# Texto do documento:
○ ○ ○

É uma citação cinéfila, claro, remete-nos para uma sequência do filme “A Vida É Bela”, em que Guido (o genial Roberto Benigni) toma conta do microfone do campo de concentração e diz “bom dia” à sua “princesa” Dora (Nicoletta Braschi, mulher de Benigni no filme e na vida real).
Não há vez em que eu passe debaixo daquele pontão sem sorrir. Quem pintou aquilo? Quem é a “principessa”? Como é ela? Como fez o “príncipe”? Debruçou-se de cabeça para baixo com uma trincha na mão? Foi trabalho de equipa?

Um dos melhores filmes de 2023, “O Sol do Futuro” do também italiano e não menos genial Nanni Moretti, começa com uma pichagem em que um militante do Partido Comunista Italiano, pendurado numas cordas, pinta uma a uma, letras exactas e perfeitas numa parede muito alta.

○ ○ ○

# Entradas apresentadas:
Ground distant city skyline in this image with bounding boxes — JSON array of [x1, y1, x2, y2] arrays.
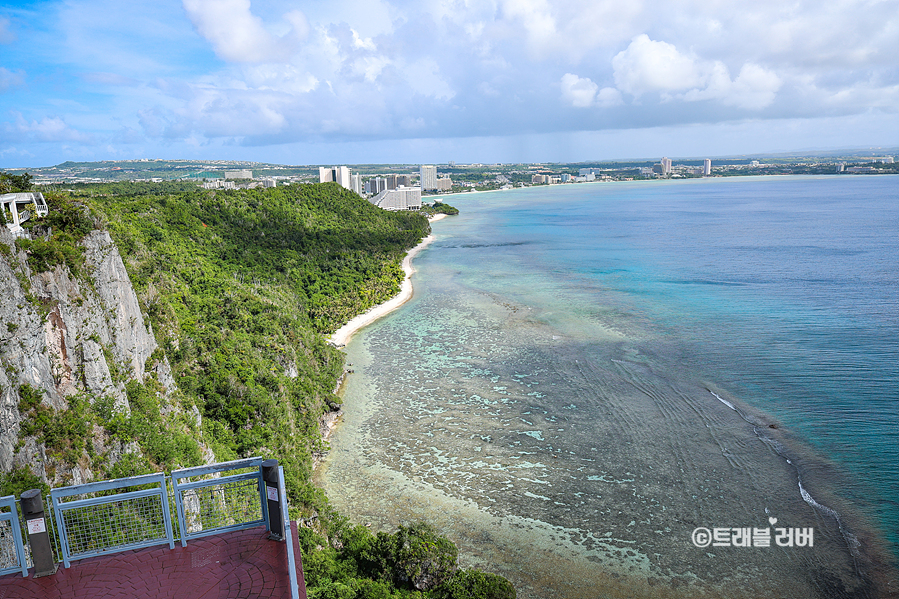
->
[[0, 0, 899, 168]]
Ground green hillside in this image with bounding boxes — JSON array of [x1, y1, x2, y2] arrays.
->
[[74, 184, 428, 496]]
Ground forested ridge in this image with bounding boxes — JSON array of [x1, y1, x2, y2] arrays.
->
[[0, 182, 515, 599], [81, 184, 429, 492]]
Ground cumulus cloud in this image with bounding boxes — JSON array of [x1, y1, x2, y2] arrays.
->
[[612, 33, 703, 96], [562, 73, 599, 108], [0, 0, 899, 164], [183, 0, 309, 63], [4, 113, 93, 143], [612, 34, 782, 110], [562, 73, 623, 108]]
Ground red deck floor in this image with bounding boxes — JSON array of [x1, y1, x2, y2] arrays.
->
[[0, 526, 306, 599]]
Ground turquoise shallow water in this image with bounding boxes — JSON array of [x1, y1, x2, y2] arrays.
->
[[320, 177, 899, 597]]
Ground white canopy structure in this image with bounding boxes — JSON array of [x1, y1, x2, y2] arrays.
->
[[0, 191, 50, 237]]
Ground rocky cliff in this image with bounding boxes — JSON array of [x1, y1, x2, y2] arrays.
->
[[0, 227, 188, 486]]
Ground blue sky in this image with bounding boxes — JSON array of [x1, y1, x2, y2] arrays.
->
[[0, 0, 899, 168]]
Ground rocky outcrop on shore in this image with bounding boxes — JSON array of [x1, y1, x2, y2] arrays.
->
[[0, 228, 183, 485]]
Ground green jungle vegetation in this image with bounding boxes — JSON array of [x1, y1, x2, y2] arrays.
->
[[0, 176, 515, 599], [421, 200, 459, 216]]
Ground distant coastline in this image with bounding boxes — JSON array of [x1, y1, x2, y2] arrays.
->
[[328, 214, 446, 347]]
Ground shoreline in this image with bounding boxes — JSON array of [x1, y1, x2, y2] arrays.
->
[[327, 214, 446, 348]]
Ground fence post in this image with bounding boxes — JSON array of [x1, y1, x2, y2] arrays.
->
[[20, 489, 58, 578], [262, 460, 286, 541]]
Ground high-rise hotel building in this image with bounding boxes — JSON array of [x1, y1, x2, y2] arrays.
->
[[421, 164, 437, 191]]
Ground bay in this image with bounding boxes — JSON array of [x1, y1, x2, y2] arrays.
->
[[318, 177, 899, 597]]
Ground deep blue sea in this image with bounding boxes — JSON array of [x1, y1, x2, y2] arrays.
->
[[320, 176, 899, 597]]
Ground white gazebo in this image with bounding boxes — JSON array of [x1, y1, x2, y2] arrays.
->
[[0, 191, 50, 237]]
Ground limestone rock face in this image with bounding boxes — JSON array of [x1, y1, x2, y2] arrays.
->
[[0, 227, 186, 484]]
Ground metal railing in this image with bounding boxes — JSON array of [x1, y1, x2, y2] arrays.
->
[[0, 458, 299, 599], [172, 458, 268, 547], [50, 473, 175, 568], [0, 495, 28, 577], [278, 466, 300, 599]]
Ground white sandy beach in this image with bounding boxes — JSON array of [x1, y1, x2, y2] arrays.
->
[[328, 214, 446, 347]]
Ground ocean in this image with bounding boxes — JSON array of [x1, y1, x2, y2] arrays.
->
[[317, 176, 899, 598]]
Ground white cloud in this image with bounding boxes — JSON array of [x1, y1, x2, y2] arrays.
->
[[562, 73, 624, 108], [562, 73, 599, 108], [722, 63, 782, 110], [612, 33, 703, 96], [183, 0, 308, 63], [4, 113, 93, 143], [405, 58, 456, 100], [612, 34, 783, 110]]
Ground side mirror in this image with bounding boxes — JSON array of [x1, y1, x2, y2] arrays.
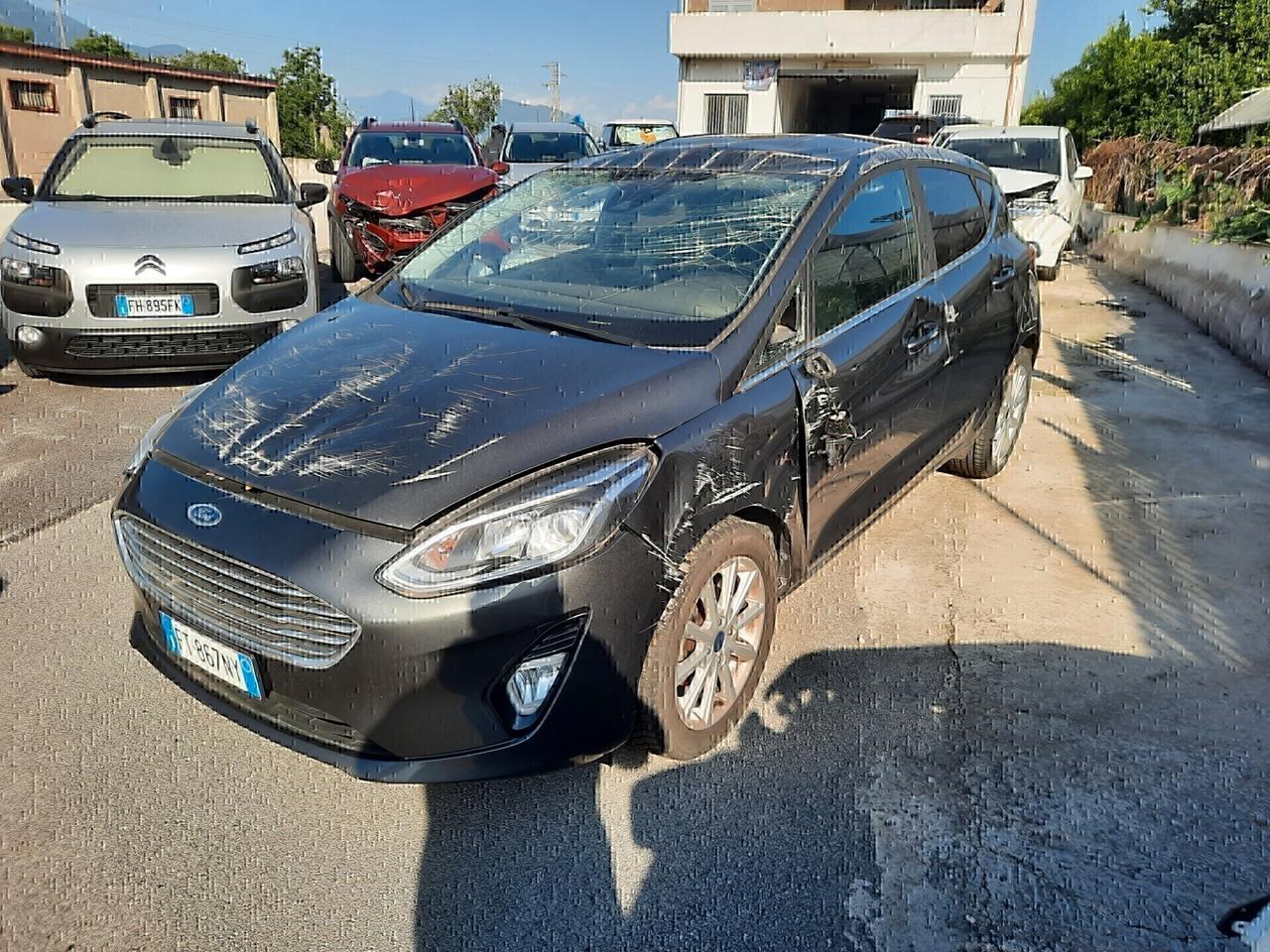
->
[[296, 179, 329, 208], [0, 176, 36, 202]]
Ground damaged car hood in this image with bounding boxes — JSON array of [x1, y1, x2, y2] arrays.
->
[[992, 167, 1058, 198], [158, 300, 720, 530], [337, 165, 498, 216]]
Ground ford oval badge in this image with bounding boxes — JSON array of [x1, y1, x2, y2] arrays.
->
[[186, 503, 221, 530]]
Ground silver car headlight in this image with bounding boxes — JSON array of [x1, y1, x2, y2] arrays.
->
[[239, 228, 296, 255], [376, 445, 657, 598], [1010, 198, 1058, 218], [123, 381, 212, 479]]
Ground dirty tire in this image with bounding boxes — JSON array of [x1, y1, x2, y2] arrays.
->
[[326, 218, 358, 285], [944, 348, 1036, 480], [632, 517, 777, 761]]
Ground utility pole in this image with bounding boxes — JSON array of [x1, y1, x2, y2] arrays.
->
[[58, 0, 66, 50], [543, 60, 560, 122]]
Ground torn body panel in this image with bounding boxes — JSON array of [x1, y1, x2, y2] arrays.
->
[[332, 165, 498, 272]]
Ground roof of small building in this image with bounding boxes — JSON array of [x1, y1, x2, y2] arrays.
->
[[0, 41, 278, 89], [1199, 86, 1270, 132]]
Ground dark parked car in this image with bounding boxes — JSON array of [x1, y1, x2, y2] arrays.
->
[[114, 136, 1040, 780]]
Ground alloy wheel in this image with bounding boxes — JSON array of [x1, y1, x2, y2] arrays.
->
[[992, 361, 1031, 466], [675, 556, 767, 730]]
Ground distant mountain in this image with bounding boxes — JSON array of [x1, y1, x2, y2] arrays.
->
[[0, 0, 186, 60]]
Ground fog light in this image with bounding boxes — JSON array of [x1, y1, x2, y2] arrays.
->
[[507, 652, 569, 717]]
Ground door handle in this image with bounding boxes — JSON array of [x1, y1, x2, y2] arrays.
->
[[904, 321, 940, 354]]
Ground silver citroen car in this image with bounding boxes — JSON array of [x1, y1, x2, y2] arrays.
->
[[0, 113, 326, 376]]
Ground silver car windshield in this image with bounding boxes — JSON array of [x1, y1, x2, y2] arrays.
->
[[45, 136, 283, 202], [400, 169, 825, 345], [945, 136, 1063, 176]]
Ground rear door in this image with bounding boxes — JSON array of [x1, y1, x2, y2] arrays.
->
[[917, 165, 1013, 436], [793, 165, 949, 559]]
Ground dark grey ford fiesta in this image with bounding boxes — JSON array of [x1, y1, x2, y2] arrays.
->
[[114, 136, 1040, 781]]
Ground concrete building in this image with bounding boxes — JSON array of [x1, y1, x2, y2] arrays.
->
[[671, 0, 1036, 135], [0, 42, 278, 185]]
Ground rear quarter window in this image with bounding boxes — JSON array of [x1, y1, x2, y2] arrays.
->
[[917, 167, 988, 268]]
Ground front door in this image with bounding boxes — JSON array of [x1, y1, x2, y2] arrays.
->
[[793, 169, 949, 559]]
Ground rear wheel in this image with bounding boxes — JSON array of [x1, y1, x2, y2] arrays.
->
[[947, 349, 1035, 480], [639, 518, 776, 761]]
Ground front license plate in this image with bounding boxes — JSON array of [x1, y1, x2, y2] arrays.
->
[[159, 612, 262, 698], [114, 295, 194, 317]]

○ ○ ○

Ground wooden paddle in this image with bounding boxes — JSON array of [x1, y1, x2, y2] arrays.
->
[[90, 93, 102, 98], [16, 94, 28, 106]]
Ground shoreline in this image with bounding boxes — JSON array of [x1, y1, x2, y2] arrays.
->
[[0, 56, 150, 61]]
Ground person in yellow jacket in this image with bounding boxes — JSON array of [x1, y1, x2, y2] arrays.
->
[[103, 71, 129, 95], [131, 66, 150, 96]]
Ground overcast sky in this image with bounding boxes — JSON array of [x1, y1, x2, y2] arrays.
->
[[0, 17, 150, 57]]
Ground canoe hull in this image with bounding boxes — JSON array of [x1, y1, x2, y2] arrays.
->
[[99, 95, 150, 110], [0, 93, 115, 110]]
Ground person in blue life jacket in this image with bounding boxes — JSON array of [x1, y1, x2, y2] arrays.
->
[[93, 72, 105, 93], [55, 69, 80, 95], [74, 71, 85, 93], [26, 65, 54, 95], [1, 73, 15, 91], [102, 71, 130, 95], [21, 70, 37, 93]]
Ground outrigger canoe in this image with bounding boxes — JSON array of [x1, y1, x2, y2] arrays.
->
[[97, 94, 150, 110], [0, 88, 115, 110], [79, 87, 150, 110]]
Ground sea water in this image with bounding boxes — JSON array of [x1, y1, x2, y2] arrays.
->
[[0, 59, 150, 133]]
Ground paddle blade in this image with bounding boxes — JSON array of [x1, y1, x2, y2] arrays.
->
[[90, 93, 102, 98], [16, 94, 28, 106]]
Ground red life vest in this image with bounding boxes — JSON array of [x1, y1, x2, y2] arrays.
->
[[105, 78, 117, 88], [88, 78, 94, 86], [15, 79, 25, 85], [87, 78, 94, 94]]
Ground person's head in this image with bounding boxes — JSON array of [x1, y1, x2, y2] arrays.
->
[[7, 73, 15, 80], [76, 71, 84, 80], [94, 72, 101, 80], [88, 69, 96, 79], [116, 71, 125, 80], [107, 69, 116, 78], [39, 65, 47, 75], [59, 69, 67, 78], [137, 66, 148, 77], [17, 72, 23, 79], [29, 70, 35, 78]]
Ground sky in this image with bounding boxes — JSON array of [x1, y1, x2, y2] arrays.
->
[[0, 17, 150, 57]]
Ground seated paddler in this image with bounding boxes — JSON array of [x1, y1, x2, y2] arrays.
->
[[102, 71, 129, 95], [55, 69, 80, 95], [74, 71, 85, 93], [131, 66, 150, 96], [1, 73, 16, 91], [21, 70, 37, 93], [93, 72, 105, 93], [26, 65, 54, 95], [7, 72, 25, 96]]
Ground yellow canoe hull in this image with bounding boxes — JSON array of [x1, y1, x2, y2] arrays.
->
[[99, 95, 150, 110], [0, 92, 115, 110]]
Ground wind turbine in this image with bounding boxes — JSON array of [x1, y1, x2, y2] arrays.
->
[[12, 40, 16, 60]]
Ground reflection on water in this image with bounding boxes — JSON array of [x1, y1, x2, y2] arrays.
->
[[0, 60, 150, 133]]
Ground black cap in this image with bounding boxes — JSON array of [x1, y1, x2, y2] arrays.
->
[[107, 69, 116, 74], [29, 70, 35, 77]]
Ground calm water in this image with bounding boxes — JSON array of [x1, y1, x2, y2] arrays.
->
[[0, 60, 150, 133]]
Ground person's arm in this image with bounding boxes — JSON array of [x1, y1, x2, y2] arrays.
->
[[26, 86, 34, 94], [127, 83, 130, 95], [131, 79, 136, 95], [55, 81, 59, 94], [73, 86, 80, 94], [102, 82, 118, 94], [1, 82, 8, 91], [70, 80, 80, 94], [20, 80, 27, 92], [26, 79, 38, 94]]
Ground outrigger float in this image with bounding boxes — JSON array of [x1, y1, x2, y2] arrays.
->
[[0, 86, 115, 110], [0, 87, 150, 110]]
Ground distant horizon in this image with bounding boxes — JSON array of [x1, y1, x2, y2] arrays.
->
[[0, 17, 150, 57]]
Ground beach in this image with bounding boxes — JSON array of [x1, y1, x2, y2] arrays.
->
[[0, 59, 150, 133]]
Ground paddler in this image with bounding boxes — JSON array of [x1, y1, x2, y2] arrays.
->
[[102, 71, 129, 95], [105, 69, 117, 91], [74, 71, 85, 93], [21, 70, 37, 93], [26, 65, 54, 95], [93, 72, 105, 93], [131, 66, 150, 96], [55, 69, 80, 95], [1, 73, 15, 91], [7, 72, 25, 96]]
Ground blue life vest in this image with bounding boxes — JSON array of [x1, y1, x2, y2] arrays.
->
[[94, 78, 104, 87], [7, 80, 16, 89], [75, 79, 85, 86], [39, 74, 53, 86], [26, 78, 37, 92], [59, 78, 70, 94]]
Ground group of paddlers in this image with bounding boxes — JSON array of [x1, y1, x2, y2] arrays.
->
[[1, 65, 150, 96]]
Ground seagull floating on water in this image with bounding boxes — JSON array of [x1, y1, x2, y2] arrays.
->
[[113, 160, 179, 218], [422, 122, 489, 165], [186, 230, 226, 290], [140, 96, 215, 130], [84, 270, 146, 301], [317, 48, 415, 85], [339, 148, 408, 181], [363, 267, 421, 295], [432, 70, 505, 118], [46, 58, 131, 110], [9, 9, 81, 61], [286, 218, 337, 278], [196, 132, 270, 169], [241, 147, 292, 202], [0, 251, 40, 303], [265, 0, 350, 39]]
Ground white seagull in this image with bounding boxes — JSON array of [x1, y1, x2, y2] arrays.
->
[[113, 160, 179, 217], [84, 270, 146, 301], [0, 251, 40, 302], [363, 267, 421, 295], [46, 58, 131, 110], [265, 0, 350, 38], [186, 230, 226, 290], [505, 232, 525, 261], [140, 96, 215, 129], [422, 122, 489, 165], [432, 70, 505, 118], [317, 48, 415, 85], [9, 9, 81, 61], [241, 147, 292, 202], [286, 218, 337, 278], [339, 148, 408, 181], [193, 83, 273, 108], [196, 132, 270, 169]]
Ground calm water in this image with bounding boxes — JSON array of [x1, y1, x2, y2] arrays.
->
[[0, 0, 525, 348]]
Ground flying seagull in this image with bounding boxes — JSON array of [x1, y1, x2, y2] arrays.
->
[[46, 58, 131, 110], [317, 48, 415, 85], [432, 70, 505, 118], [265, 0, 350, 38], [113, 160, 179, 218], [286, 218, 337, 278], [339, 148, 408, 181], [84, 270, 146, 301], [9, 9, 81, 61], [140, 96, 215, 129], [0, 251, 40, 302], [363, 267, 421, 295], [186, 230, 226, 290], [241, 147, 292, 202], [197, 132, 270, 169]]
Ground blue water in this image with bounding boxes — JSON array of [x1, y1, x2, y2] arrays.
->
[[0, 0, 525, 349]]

○ ○ ○

# Tarefas a realizar:
- a) Responda, por favor, a estas perguntas sobre o texto:
(i) Que ator interpreta Guido em “A Vida É Bela”?
(ii) O que diz Guido ao microfone do campo de concentração?
(iii) De que partido é militante o homem que pinta a parede no início de “O Sol do Futuro”?
- b) Reescreva o trecho do texto que vai de "É uma citação" até "na vida real).", inclusive, e troque "microfone" por "altifalante".

# Lista de soluções:
- a)
(i) Roberto Benigni.
(ii) Diz “bom dia” à sua “princesa” Dora.
(iii) Do Partido Comunista Italiano.

- b)
É uma citação cinéfila, claro, remete-nos para uma sequência do filme “A Vida É Bela”, em que Guido (o genial Roberto Benigni) toma conta do altifalante do campo de concentração e diz “bom dia” à sua “princesa” Dora (Nicoletta Braschi, mulher de Benigni no filme e na vida real).